[Records shown — start]
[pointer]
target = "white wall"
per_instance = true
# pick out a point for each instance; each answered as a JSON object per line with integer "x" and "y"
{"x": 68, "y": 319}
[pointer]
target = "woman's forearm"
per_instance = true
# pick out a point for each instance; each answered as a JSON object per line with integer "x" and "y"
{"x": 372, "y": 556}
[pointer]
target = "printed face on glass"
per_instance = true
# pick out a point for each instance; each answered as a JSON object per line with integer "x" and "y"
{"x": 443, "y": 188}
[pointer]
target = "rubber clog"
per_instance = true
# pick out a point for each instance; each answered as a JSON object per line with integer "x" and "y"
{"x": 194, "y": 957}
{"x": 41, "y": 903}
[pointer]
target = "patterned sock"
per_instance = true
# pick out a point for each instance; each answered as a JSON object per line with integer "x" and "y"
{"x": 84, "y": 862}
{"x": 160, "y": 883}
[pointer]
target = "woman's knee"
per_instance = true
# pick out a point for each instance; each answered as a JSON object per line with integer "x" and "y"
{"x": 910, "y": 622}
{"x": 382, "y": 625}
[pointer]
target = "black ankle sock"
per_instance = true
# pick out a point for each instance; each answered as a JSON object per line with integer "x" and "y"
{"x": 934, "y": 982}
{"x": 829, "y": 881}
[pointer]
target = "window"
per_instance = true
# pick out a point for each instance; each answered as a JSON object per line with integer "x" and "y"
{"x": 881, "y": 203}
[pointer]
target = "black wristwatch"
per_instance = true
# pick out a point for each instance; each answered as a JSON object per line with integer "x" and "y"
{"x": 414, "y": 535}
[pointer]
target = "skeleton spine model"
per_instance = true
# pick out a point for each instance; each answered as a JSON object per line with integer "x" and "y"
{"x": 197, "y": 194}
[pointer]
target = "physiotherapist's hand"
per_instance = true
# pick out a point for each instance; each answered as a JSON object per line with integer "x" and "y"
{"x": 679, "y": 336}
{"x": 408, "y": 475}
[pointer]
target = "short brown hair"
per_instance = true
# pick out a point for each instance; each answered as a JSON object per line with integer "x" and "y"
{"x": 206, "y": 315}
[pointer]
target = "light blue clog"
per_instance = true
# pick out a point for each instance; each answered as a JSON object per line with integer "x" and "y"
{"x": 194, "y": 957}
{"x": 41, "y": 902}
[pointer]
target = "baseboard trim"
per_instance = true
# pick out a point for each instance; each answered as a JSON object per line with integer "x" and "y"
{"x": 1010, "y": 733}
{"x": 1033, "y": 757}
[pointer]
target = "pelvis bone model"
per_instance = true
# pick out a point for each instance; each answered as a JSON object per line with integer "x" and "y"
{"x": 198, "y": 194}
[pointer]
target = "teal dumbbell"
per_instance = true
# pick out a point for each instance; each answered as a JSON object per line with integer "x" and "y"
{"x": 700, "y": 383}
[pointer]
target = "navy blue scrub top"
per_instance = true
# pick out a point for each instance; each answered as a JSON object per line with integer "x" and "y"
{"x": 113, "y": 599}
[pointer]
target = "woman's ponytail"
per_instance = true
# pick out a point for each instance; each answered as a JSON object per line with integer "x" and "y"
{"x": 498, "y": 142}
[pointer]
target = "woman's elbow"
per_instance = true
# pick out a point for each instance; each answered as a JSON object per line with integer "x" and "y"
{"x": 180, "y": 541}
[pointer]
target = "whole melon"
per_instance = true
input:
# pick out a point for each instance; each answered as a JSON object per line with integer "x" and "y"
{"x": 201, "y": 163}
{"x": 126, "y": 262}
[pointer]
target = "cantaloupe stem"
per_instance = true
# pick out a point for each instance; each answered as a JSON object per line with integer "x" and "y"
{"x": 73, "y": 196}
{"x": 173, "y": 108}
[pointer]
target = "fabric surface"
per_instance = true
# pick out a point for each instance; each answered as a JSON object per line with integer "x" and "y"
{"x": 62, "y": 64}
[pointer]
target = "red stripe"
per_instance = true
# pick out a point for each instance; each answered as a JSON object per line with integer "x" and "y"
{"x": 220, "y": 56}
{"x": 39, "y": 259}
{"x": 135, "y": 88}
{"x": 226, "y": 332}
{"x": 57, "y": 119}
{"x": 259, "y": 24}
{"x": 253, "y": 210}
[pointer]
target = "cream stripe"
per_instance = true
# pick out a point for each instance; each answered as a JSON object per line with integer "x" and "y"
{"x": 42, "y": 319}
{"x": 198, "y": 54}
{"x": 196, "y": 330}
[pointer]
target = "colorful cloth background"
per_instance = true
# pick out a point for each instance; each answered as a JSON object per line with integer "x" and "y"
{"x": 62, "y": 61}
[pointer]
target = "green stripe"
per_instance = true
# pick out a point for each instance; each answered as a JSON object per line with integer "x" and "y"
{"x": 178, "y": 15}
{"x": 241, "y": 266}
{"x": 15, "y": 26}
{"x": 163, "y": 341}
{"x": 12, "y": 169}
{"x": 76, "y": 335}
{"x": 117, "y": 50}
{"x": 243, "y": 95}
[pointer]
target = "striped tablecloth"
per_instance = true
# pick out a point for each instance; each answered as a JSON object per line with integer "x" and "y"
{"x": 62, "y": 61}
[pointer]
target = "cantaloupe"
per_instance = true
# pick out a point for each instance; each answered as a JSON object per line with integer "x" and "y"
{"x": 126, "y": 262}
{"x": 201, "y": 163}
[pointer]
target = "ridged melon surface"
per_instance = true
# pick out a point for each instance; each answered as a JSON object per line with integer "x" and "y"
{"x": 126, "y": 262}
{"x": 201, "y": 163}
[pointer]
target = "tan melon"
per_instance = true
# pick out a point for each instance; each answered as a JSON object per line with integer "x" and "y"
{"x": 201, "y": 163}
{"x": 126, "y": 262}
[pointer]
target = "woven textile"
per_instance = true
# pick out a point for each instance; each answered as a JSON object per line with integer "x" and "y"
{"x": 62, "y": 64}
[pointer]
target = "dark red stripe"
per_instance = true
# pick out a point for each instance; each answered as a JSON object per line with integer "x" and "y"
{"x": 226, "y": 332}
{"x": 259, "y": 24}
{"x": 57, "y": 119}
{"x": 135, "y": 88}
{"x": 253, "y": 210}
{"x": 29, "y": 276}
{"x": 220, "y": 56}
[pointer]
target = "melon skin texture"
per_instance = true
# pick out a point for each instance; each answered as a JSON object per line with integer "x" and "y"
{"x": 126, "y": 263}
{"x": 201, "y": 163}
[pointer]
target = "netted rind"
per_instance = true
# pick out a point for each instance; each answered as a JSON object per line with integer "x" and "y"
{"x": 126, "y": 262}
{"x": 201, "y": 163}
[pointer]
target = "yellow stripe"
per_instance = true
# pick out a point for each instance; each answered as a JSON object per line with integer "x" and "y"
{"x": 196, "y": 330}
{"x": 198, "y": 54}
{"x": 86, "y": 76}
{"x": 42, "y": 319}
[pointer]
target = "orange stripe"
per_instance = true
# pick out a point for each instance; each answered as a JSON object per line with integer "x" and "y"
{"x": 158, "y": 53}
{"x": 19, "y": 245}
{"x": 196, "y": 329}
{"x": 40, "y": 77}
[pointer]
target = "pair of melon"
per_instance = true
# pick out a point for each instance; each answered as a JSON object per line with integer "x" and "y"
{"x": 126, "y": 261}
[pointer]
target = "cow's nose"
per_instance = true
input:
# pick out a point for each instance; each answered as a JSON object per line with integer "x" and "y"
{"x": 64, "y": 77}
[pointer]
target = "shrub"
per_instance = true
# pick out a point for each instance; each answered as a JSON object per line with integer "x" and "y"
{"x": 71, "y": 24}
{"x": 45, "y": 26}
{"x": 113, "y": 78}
[Records shown — finish]
__What the task asks__.
Please report how many lines of the listing contain the word "woman", and include nothing beyond that number.

__Written solution__.
4